[PATCH v5 2/5] arm64/kvm: preserve host HCR_EL2/MDCR_EL2 value

From: Amit Daniel Kachhap
Date: Mon Jan 28 2019 - 01:59:46 EST


When restoring HCR_EL2 for the host, KVM uses HCR_HOST_VHE_FLAGS, which
is a constant value. This works today, as the host HCR_EL2 value is
always the same, but this will get in the way of supporting extensions
that require HCR_EL2 bits to be set conditionally for the host.

To allow such features to work without KVM having to explicitly handle
every possible host feature combination, this patch has KVM save/restore
the host HCR when switching to/from a guest HCR. The saving of the
register is done once during cpu hypervisor initialization state and is
just restored after switch from guest.

For fetching HCR_EL2 during kvm initialisation, a hyp call is made using
kvm_call_hyp and is helpful in NHVE case.

For the hyp TLB maintenance code, __tlb_switch_to_host_vhe() is updated
to toggle the TGE bit with a RMW sequence, as we already do in
__tlb_switch_to_guest_vhe().

While at it, host MDCR_EL2 value is fetched in a similar way and restored
after every switch from host to guest. There should not be any change in
functionality due to this.

Signed-off-by: Mark Rutland <mark.rutland@xxxxxxx>
Signed-off-by: Amit Daniel Kachhap <amit.kachhap@xxxxxxx>
Cc: Marc Zyngier <marc.zyngier@xxxxxxx>
Cc: Christoffer Dall <christoffer.dall@xxxxxxx>
Cc: Kristina Martsenko <kristina.martsenko@xxxxxxx>
Cc: kvmarm@xxxxxxxxxxxxxxxxxxxxx
Cc: Ramana Radhakrishnan <ramana.radhakrishnan@xxxxxxx>
Cc: Will Deacon <will.deacon@xxxxxxx>
---
arch/arm/include/asm/kvm_host.h | 3 ++-
arch/arm64/include/asm/kvm_asm.h | 2 ++
arch/arm64/include/asm/kvm_emulate.h | 22 ++++++++++----------
arch/arm64/include/asm/kvm_host.h | 28 ++++++++++++++++++++-----
arch/arm64/include/asm/kvm_hyp.h | 2 +-
arch/arm64/kvm/debug.c | 28 ++++++-------------------
arch/arm64/kvm/guest.c | 2 +-
arch/arm64/kvm/hyp/switch.c | 40 +++++++++++++++---------------------
arch/arm64/kvm/hyp/sysreg-sr.c | 13 +++++++++++-
arch/arm64/kvm/hyp/tlb.c | 6 +++++-
virt/kvm/arm/arm.c | 4 ++--
11 files changed, 82 insertions(+), 68 deletions(-)

[Location annotation dataset excerpts]

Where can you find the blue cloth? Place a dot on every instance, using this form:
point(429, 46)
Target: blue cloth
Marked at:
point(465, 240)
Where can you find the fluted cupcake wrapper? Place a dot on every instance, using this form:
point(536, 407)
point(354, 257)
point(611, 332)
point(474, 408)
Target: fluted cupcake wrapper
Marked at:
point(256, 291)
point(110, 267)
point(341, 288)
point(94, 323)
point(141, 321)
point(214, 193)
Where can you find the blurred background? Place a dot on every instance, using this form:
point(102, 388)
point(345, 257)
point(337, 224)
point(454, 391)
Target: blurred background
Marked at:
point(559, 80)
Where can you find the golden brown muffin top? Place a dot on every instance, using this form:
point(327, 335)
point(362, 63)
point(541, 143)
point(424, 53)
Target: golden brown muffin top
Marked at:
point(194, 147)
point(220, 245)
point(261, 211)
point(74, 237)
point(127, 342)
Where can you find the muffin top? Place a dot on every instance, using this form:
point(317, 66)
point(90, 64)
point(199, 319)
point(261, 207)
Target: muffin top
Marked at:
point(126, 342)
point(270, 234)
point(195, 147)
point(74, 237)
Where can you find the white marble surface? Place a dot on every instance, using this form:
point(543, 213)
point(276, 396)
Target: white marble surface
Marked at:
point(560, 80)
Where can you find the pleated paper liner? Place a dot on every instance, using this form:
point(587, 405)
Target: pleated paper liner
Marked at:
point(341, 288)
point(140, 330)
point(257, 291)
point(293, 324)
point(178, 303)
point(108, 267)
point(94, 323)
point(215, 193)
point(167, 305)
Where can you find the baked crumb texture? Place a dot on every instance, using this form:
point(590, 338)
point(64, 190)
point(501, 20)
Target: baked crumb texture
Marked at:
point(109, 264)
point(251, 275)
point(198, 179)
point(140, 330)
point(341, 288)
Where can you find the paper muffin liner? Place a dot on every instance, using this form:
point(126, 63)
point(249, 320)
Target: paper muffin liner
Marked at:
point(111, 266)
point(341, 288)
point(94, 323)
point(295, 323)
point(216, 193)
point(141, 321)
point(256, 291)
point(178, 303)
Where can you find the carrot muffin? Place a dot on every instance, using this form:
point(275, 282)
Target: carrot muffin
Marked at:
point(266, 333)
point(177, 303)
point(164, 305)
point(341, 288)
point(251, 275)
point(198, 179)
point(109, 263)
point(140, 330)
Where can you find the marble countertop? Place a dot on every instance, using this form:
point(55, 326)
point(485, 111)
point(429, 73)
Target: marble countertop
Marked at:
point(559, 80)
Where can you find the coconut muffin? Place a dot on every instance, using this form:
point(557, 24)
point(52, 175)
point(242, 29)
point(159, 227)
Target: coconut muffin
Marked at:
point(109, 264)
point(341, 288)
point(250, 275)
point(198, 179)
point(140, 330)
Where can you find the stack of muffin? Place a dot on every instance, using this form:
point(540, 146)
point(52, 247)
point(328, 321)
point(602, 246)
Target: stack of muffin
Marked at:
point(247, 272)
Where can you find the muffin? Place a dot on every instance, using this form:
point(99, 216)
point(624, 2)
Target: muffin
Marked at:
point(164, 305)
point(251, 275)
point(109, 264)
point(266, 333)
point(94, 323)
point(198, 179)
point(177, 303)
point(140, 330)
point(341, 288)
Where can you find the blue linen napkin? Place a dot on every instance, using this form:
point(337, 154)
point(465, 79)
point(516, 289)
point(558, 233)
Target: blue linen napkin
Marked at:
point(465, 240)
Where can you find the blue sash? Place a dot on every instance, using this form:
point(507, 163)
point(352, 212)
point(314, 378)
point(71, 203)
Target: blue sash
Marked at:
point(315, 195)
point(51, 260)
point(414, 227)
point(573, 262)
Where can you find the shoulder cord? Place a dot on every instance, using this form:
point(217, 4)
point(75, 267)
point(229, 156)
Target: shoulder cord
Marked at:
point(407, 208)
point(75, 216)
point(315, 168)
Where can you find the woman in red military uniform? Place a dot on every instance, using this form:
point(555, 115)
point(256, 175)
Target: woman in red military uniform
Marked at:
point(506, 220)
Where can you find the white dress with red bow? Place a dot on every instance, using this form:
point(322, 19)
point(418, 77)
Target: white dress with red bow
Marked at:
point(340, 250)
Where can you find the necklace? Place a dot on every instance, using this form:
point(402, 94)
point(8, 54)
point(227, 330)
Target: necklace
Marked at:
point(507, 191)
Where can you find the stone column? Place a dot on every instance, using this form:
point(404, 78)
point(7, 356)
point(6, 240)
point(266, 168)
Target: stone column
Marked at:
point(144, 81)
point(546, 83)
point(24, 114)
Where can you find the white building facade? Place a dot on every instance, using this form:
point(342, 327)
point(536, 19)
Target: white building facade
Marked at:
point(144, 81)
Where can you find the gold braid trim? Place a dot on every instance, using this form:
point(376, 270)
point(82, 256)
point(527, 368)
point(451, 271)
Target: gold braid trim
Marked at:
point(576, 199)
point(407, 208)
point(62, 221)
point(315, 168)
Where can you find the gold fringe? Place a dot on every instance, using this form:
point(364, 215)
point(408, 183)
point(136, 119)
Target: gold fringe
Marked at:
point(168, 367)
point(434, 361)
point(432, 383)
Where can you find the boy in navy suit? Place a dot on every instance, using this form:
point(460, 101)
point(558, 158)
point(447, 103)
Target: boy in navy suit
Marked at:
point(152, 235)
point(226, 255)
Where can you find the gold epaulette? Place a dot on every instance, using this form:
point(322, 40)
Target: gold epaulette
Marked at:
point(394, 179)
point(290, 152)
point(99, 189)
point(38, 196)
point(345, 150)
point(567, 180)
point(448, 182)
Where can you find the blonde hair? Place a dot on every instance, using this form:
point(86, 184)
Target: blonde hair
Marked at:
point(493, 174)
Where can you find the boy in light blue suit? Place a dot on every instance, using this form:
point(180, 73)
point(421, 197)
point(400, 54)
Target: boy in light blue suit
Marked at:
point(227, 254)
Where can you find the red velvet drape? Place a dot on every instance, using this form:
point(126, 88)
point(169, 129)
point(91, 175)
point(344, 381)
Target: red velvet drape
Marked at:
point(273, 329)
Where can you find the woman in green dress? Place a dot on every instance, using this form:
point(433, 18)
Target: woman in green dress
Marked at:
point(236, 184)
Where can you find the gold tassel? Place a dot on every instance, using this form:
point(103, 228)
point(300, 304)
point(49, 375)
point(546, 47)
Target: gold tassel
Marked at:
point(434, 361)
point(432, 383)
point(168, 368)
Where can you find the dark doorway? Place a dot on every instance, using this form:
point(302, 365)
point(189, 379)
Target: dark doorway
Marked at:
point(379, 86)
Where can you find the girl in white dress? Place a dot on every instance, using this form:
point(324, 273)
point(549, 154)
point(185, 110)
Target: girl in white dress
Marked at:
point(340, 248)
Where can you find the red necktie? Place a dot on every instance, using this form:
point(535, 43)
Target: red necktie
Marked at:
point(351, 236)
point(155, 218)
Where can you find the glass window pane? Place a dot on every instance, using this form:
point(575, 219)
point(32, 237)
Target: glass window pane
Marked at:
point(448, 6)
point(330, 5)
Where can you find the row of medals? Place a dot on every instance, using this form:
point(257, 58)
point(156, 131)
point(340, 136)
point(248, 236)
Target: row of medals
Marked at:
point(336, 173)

To do
• 1. Answer these questions from the KVM patch:
(a) What constant value does KVM currently use when restoring HCR_EL2 for the host?
(b) Which function is updated to toggle the TGE bit with an RMW sequence?
(c) How many files does the patch change, and with how many insertions and deletions?
• 2. Continue the KVM patch, starting after its file-change summary.

Answers
• 1.
(a) HCR_HOST_VHE_FLAGS
(b) __tlb_switch_to_host_vhe()
(c) 11 files, with 82 insertions and 68 deletions

• 2.
diff --git a/arch/arm/include/asm/kvm_host.h b/arch/arm/include/asm/kvm_host.h
index ca56537..704667e 100644
--- a/arch/arm/include/asm/kvm_host.h
+++ b/arch/arm/include/asm/kvm_host.h
@@ -273,6 +273,8 @@ static inline void __cpu_init_stage2(void)
kvm_call_hyp(__init_stage2_translation);
}

+static inline void __cpu_copy_hyp_conf(void) {}
+
static inline int kvm_arch_vm_ioctl_check_extension(struct kvm *kvm, long ext)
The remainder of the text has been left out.